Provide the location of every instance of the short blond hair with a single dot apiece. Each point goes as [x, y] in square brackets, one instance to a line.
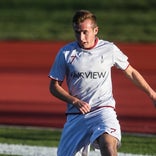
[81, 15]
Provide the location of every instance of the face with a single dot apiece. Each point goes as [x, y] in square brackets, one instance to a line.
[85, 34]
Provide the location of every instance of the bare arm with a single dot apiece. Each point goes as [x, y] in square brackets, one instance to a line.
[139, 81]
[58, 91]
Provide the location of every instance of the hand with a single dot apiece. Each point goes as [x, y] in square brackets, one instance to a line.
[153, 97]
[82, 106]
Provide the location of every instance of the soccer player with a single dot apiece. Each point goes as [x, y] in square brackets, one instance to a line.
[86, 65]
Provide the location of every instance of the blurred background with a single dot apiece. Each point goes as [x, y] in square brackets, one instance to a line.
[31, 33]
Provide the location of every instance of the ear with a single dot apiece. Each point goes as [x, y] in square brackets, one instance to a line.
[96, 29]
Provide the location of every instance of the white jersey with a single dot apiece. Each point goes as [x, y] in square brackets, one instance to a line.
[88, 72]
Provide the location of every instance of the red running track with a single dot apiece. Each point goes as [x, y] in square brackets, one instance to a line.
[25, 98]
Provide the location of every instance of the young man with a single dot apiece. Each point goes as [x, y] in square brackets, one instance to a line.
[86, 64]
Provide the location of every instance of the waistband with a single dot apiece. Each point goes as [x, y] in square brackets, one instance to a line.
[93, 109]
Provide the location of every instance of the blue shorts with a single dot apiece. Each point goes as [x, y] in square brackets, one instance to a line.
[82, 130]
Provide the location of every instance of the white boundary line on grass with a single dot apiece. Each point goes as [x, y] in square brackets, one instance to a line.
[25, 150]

---

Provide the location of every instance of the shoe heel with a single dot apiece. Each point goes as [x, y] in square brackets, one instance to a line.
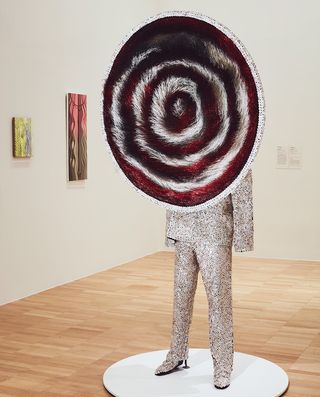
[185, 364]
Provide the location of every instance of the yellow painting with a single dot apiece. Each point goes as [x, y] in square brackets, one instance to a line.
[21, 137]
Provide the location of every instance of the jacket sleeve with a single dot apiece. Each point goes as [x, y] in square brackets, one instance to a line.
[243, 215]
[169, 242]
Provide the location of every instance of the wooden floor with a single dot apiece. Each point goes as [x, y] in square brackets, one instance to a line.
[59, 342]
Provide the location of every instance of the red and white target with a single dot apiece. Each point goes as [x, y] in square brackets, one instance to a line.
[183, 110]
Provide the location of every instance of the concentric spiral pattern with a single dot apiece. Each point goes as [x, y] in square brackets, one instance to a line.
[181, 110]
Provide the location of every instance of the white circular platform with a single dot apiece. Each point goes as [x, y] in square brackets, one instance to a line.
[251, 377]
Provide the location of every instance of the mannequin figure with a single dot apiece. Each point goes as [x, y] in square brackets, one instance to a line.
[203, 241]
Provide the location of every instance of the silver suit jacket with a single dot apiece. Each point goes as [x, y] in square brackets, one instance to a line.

• _Your assignment_
When the line with "Provide the location of every instance of the white circular" is reached in the data above, start copying there, and copy each line exactly until the line with "Provide the location of every instance of the silver" has been copied; copy nothing else.

• _Finished exercise_
Provide the location of every instance of the white circular platform with a single dot apiece. Each point goes as [x, y] in square brackets, one instance to a line.
[251, 377]
Provide the location of every instance of the mannequin figure with a single dot apiece. Each point goes as [x, y] in square brackets, one instance to a line.
[203, 241]
Provide the location of every instance of the silver suit jacket with a single dot apiece. Each point goes as [x, y] in square brackets, one instance to a line.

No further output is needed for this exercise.